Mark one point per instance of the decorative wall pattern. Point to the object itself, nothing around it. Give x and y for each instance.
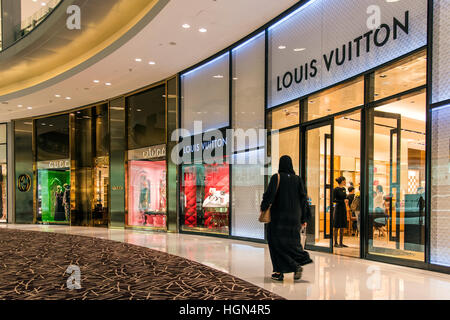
(440, 188)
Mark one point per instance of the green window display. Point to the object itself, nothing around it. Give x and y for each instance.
(53, 196)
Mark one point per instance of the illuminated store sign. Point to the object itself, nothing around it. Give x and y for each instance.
(207, 145)
(149, 153)
(54, 164)
(326, 42)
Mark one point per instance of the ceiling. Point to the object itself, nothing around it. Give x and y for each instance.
(163, 41)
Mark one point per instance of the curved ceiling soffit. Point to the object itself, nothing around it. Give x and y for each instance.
(44, 58)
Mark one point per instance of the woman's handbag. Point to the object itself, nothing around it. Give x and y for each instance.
(264, 216)
(303, 237)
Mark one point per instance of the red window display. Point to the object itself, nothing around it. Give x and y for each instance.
(205, 191)
(147, 194)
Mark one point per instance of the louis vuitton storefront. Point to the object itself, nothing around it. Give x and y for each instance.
(348, 89)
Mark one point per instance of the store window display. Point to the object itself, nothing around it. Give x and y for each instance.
(147, 189)
(205, 191)
(53, 170)
(53, 192)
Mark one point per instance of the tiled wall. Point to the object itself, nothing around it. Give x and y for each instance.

================

- ASSIGNED TASK -
Repeat each entry above word for word, leaving every picture out.

- REPLY -
Mark one point per instance of the decorative wall pattern. Point to the object itself, nothing around it. Give x and y for each instance.
(440, 188)
Mark one point per instance of the green window display. Point to the object itself, nothing around it. Give x and y for each instance.
(53, 196)
Mark one point per instance of the illuminated store sign. Point to the object itself, nothing around it. Give x and y for each instance.
(207, 145)
(149, 153)
(54, 164)
(326, 42)
Mark one point per instance of the ceiling. Point to the object itself, nothing around it. Give x and y for each instance.
(163, 41)
Mark one point per instance of the curved ceiling soffit. Point to the object itself, nothing around it. Give x and y for each instance.
(44, 58)
Mark one point per instance of the woman's handbag. Point to the object itself, nothing around it. Give x and y for each instance.
(264, 216)
(303, 237)
Mark one point per instance of the red window display. Point to the object itself, nothing around it. Give x and y for each instance.
(205, 191)
(147, 194)
Mark one point per instance of the louis vuitton storefront. Point to the object itself, nothing around it. Give x and y for each instance.
(348, 89)
Mark one point per instance of the store window display. Point to the object itself, nothing around it. Give x and y for each instance.
(147, 189)
(205, 191)
(53, 170)
(53, 192)
Mark one point per instance of the tiled wall. Point to the object itself, nothing around it. Give x and y for each instance.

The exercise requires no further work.